_Given instruction_
Please rewrite every line of the records below as a JSON list of strings, with one string per line and blank lines left out.

_Exercise data_

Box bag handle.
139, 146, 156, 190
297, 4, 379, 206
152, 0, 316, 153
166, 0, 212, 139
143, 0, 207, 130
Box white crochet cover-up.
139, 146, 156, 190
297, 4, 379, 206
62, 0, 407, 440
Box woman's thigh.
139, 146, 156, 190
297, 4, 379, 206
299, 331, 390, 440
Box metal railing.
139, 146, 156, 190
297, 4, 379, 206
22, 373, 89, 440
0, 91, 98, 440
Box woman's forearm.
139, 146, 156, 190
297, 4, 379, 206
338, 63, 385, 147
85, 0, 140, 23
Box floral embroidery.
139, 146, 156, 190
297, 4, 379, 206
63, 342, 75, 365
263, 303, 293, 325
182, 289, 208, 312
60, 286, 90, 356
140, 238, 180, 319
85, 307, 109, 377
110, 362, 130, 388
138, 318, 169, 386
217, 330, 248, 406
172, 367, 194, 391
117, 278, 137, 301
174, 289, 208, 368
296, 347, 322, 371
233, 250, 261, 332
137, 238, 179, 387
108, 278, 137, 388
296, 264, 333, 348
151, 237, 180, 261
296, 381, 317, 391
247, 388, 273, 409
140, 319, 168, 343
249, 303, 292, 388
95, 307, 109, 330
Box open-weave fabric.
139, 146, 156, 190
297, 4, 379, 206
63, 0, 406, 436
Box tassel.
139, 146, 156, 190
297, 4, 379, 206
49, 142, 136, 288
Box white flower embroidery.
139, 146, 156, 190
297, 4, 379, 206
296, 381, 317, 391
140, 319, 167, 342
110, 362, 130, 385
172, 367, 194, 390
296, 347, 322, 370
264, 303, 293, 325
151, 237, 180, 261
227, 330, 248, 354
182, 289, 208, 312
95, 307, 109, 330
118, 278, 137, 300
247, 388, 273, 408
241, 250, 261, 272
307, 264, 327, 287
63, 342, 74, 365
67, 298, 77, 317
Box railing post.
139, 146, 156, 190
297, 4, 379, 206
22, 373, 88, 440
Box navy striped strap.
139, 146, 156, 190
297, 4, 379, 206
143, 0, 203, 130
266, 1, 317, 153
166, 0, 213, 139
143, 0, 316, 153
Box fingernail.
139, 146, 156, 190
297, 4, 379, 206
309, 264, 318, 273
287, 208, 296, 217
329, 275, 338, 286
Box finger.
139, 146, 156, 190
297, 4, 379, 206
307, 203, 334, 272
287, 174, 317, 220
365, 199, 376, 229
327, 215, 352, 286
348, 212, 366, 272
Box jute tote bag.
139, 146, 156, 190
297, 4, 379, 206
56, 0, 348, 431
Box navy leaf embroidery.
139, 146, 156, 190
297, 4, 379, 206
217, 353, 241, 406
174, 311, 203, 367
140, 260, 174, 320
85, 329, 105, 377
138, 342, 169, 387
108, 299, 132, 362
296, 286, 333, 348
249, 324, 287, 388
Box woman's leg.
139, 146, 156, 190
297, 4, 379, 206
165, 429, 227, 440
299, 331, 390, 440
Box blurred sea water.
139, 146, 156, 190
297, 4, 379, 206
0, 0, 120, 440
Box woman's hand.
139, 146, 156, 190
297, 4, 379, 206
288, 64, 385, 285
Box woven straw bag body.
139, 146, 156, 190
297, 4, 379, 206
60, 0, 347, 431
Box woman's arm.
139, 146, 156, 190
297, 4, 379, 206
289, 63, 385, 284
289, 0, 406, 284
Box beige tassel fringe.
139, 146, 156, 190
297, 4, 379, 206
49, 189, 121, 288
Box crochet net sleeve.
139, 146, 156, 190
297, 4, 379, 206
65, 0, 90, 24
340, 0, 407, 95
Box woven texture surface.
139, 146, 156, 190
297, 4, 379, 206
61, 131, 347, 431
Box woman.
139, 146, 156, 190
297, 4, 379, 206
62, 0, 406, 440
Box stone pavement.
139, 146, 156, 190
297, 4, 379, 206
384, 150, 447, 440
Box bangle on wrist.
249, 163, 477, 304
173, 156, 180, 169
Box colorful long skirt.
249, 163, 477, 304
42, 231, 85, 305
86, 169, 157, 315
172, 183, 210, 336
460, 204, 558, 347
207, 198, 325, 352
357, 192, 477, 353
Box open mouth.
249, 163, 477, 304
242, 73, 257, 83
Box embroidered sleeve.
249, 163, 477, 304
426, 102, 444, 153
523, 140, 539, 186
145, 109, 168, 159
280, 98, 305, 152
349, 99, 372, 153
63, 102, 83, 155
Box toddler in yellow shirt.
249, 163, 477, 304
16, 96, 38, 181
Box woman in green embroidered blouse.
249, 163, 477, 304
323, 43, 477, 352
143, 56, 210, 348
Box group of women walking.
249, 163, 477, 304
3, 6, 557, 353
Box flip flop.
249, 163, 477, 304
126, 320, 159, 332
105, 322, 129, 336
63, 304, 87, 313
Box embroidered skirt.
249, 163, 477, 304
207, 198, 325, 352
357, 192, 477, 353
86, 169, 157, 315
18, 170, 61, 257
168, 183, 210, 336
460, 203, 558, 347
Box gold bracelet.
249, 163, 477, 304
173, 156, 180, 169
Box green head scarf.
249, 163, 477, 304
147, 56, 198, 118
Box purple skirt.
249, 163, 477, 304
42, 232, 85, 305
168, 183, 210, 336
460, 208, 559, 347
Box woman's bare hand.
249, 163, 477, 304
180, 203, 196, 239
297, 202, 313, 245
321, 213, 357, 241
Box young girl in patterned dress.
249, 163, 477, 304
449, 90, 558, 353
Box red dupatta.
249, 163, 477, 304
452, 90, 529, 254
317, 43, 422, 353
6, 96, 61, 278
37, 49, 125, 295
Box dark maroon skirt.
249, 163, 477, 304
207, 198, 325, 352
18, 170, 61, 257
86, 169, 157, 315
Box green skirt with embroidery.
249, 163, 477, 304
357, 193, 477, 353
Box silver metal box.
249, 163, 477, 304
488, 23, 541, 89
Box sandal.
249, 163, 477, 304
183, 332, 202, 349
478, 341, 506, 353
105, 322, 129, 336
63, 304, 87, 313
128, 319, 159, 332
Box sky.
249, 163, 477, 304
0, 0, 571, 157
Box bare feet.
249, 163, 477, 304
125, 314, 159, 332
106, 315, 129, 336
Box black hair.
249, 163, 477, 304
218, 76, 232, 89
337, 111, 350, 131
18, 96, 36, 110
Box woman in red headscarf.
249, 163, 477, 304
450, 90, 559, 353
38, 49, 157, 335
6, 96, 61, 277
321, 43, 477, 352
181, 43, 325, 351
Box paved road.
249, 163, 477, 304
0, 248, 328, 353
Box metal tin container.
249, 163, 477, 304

_Completed task_
[
  "Box bag handle.",
  "139, 146, 156, 190",
  "297, 4, 379, 206",
  "152, 0, 316, 153",
  "166, 0, 212, 139",
  "143, 0, 207, 130",
  "Box white crochet cover-up.",
  "139, 146, 156, 190",
  "297, 4, 379, 206",
  "62, 0, 407, 440",
  "Box woman's thigh.",
  "139, 146, 156, 190",
  "297, 4, 379, 206",
  "299, 331, 390, 440",
  "Box metal railing.",
  "139, 146, 156, 190",
  "297, 4, 379, 206",
  "22, 373, 89, 440",
  "0, 91, 98, 440",
  "Box woman's forearm.",
  "139, 146, 156, 190",
  "297, 4, 379, 206",
  "338, 63, 385, 147",
  "85, 0, 140, 23",
  "Box floral embroidery.",
  "139, 146, 156, 190",
  "297, 4, 379, 206",
  "63, 342, 75, 365",
  "263, 303, 293, 325",
  "182, 289, 208, 312",
  "60, 286, 90, 356",
  "140, 238, 180, 319",
  "85, 307, 109, 377",
  "110, 362, 130, 388",
  "138, 318, 169, 386",
  "217, 330, 248, 406",
  "172, 367, 194, 391",
  "117, 278, 137, 301",
  "174, 289, 208, 368",
  "296, 347, 322, 371",
  "233, 250, 261, 332",
  "137, 238, 179, 387",
  "108, 278, 137, 388",
  "296, 264, 333, 348",
  "151, 237, 180, 261",
  "296, 381, 317, 391",
  "247, 388, 273, 409",
  "140, 319, 168, 343",
  "249, 303, 292, 388",
  "95, 307, 109, 330",
  "Box open-weave fabric.",
  "139, 146, 156, 190",
  "297, 4, 379, 206",
  "63, 0, 406, 436",
  "Box tassel.",
  "139, 146, 156, 190",
  "297, 4, 379, 206",
  "49, 142, 136, 288",
  "Box white flower embroidery.",
  "139, 146, 156, 190",
  "297, 4, 379, 206",
  "296, 381, 317, 391",
  "140, 319, 167, 342",
  "110, 362, 130, 385",
  "172, 367, 194, 390",
  "296, 347, 322, 370",
  "264, 303, 293, 325",
  "151, 237, 180, 261",
  "227, 330, 248, 354",
  "182, 289, 208, 312",
  "95, 307, 109, 330",
  "118, 278, 137, 300",
  "247, 388, 273, 408",
  "241, 250, 261, 272",
  "307, 264, 327, 287",
  "63, 342, 74, 365",
  "67, 298, 77, 317",
  "Box railing post.",
  "139, 146, 156, 190",
  "297, 4, 379, 206",
  "22, 373, 88, 440",
  "Box navy striped strap.",
  "139, 146, 156, 190",
  "297, 4, 379, 206",
  "143, 0, 203, 130",
  "266, 1, 317, 153",
  "166, 0, 213, 139",
  "143, 0, 316, 153",
  "Box fingernail.",
  "139, 146, 156, 190",
  "297, 4, 379, 206",
  "309, 264, 318, 273",
  "287, 208, 296, 217",
  "329, 275, 338, 286",
  "Box finger.",
  "139, 146, 156, 190",
  "297, 4, 379, 206",
  "307, 203, 334, 272",
  "287, 174, 317, 220",
  "365, 199, 376, 229",
  "327, 215, 352, 286",
  "348, 212, 366, 272",
  "Box jute tote bag.",
  "139, 146, 156, 190",
  "297, 4, 379, 206",
  "56, 0, 348, 431",
  "Box navy leaf embroidery.",
  "139, 146, 156, 190",
  "297, 4, 379, 206",
  "217, 353, 241, 406",
  "174, 311, 203, 367",
  "140, 260, 174, 320",
  "85, 329, 105, 377",
  "138, 342, 169, 387",
  "108, 299, 132, 362",
  "296, 286, 333, 348",
  "249, 324, 287, 388",
  "Box woman's leg.",
  "139, 146, 156, 190",
  "297, 4, 379, 206",
  "165, 429, 227, 440",
  "299, 331, 390, 440",
  "Box blurred sea water.",
  "139, 146, 156, 190",
  "297, 4, 379, 206",
  "0, 0, 120, 440",
  "Box woman's hand.",
  "139, 146, 156, 190",
  "297, 4, 379, 206",
  "288, 64, 385, 285",
  "Box woven straw bag body.",
  "139, 146, 156, 190",
  "297, 4, 379, 206",
  "60, 0, 347, 431",
  "Box woman's arm.",
  "139, 146, 156, 190",
  "297, 4, 379, 206",
  "289, 63, 385, 284",
  "289, 0, 406, 284",
  "Box beige tassel fringe.",
  "139, 146, 156, 190",
  "297, 4, 379, 206",
  "49, 189, 121, 288",
  "Box crochet net sleeve.",
  "139, 146, 156, 190",
  "297, 4, 379, 206",
  "65, 0, 90, 24",
  "340, 0, 407, 95",
  "Box woven texture surface.",
  "139, 146, 156, 190",
  "297, 4, 379, 206",
  "61, 131, 347, 431",
  "Box woman.",
  "139, 146, 156, 190",
  "297, 4, 379, 206",
  "62, 0, 406, 440",
  "Box stone pavement.",
  "139, 146, 156, 190",
  "297, 4, 379, 206",
  "384, 150, 447, 440",
  "Box bangle on wrist.",
  "249, 163, 477, 304",
  "173, 156, 180, 169",
  "Box colorful long skirt.",
  "249, 163, 477, 304",
  "42, 231, 85, 305",
  "86, 169, 157, 315",
  "172, 183, 210, 336",
  "460, 204, 558, 347",
  "207, 198, 325, 352",
  "357, 192, 477, 353",
  "Box open mouth.",
  "249, 163, 477, 304",
  "242, 73, 257, 83",
  "Box embroidered sleeve.",
  "249, 163, 477, 304",
  "426, 102, 444, 153",
  "523, 140, 539, 186",
  "145, 109, 168, 159",
  "280, 98, 305, 152",
  "349, 99, 372, 153",
  "63, 102, 83, 155",
  "Box toddler in yellow shirt.",
  "249, 163, 477, 304",
  "16, 96, 38, 181",
  "Box woman in green embroidered blouse.",
  "249, 163, 477, 304",
  "323, 43, 477, 352",
  "143, 56, 210, 348",
  "Box group of women walking.",
  "249, 163, 477, 304",
  "3, 6, 557, 353",
  "Box flip flop.",
  "249, 163, 477, 304",
  "126, 320, 159, 332",
  "105, 322, 129, 336",
  "63, 304, 87, 313",
  "Box embroidered skirt.",
  "249, 163, 477, 304",
  "207, 198, 325, 352",
  "357, 192, 477, 353",
  "86, 169, 157, 315",
  "18, 170, 61, 257",
  "168, 183, 210, 336",
  "460, 203, 558, 347",
  "Box gold bracelet.",
  "249, 163, 477, 304",
  "173, 156, 180, 169",
  "Box green head scarf.",
  "249, 163, 477, 304",
  "147, 56, 198, 118",
  "Box purple skirt.",
  "249, 163, 477, 304",
  "42, 232, 85, 305",
  "168, 183, 210, 336",
  "460, 208, 559, 347",
  "Box woman's bare hand.",
  "249, 163, 477, 304",
  "180, 203, 196, 239",
  "297, 202, 313, 245",
  "321, 213, 357, 241",
  "Box young girl in patterned dress.",
  "249, 163, 477, 304",
  "449, 90, 558, 353",
  "Box red dupatta.",
  "249, 163, 477, 304",
  "452, 90, 529, 254",
  "317, 43, 422, 353",
  "6, 96, 61, 278",
  "37, 49, 125, 295",
  "Box dark maroon skirt.",
  "249, 163, 477, 304",
  "207, 198, 325, 352",
  "18, 170, 61, 257",
  "86, 169, 157, 315",
  "Box green skirt with embroidery.",
  "249, 163, 477, 304",
  "357, 193, 477, 353",
  "Box silver metal box.",
  "249, 163, 477, 304",
  "488, 23, 541, 89",
  "Box sandal.",
  "249, 163, 477, 304",
  "183, 332, 202, 349",
  "478, 341, 506, 353",
  "105, 322, 129, 336",
  "63, 304, 87, 313",
  "128, 319, 159, 332",
  "Box sky.",
  "249, 163, 477, 304",
  "0, 0, 571, 157",
  "Box bare feet.",
  "249, 163, 477, 304",
  "125, 314, 159, 332",
  "106, 315, 129, 336",
  "Box black hair.",
  "249, 163, 477, 304",
  "218, 76, 232, 89",
  "337, 111, 350, 131",
  "18, 96, 36, 110",
  "Box woman in red headscarf.",
  "249, 163, 477, 304",
  "450, 90, 559, 353",
  "38, 49, 157, 335",
  "6, 96, 61, 277",
  "321, 43, 477, 352",
  "181, 43, 325, 351",
  "Box paved road.",
  "249, 163, 477, 304",
  "0, 248, 328, 353",
  "Box metal tin container.",
  "249, 163, 477, 304"
]